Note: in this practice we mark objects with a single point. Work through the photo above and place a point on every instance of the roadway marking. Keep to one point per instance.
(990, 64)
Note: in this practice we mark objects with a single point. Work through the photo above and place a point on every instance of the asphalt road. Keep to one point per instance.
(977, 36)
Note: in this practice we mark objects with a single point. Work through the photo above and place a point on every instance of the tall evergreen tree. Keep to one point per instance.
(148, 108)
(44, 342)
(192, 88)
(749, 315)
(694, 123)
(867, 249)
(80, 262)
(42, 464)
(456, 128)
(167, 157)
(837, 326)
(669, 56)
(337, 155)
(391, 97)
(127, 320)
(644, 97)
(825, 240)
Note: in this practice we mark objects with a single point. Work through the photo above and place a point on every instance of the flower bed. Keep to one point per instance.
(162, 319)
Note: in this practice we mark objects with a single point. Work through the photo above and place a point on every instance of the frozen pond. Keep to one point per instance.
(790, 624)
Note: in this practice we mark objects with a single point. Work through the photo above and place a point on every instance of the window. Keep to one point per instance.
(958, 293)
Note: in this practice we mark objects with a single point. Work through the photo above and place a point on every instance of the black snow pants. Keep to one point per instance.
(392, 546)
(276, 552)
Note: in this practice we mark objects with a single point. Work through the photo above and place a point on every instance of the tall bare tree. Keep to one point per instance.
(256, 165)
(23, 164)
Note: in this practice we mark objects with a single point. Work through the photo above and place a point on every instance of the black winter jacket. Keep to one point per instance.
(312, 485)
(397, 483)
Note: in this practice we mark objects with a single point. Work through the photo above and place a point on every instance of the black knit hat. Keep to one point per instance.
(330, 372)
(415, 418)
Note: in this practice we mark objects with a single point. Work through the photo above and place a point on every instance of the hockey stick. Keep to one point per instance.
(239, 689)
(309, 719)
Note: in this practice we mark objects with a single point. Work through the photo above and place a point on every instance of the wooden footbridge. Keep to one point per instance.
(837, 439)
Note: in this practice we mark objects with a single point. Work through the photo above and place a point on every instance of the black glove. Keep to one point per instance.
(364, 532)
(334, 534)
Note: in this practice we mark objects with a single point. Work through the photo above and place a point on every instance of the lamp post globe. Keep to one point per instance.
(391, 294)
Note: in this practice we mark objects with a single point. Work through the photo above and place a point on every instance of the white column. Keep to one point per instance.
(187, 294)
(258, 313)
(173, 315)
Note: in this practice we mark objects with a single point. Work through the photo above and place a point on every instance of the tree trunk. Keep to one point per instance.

......

▸ **What this task involves**
Write every record out again, unaltered.

▸ **The answer**
Note: in this practice we mark objects with a single point. Work through the photo above and place a point on every instance of the roadway marking. Keep to one point per instance.
(990, 64)
Note: in this practice we mark objects with a single point. Work through the photo above and place a point on every instance of the asphalt road. Keep to one point per instance.
(977, 36)
Note: in this practice we mark objects with a single point. Work through the photo above and place a point on every instance of the tall evergreen tree. Keep to one point per instance.
(148, 108)
(44, 342)
(192, 88)
(749, 315)
(694, 123)
(867, 249)
(80, 262)
(42, 464)
(456, 128)
(167, 157)
(837, 326)
(669, 56)
(337, 155)
(391, 97)
(127, 320)
(644, 97)
(825, 240)
Note: in this practice we mark objects with a single point. Work through the photo above and place a point on every instance of the flower bed. Keep to one point per instance.
(162, 319)
Note: in this practice we mark objects with a single point. Work through the photo above and place a point on every instance of the frozen pond. Keep to one point per instance.
(790, 624)
Note: in this practice we mark objects with a single point. Work through the photo above and place a point on every instance of the window. Keep to one point per instance.
(958, 293)
Note: in this practice we mark objects with a single point. Work through the photo above and place a point on every instance of the black snow pants. Keep to one point per instance.
(392, 546)
(276, 552)
Note: in this practice we mark objects with a single point. Work through the photo above and place a point on every instance of the tall bare tree. Keep to one point per instance.
(256, 165)
(23, 164)
Note: in this practice we mark objects with a single point. Work through the photo above and place a point on every instance of the black winter jacket. Keep to one point per instance.
(312, 485)
(397, 483)
Note: in this practice we mark objects with a single point. Work through the photo above and place a point on every instance of the black knit hat. Keep to one point per instance.
(330, 372)
(415, 418)
Note: in this practice we mark objects with a single point. Work through the photo above and place a point on every instance of the hockey stick. Keep to one point per instance.
(239, 689)
(309, 719)
Note: in this practice we mark objects with a single point. Work through the photo above and place a point on every instance of the wooden footbridge. Keep to one point per instance.
(837, 439)
Note: in this practice we mark objects with a single point. Work through the photo above and place a point on every instance of the black glove. Keep to one point per instance.
(364, 532)
(334, 534)
Note: in this practice we mark objects with a single point. Work through the photo above and place a point on every instance of the lamp post globe. Keep to one point per instance.
(391, 294)
Note: in this practice we mark objects with a single point. Work through the photo above and place a point on every instance of the white column. Keep to one point per instance.
(187, 294)
(258, 313)
(173, 315)
Note: in this practice we mark objects with a single point. Work through the photo above and place a point on every instance of the tree trunk. Keep to one point per instance.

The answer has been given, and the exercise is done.